**PROBLEM STATEMENT:** Copy every line of the material below word for word, leaving out the pictures.

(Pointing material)
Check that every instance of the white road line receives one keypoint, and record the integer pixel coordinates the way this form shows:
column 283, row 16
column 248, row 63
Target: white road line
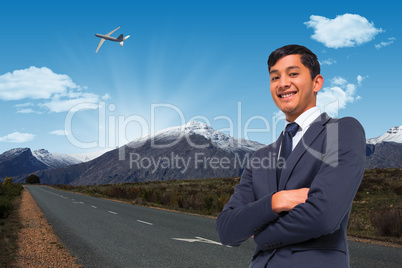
column 198, row 239
column 145, row 222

**FINISHED TASK:**
Check that every instance of the white road line receives one keypoint, and record the integer pixel coordinates the way this form shows:
column 283, row 16
column 248, row 63
Target: white road line
column 198, row 239
column 145, row 222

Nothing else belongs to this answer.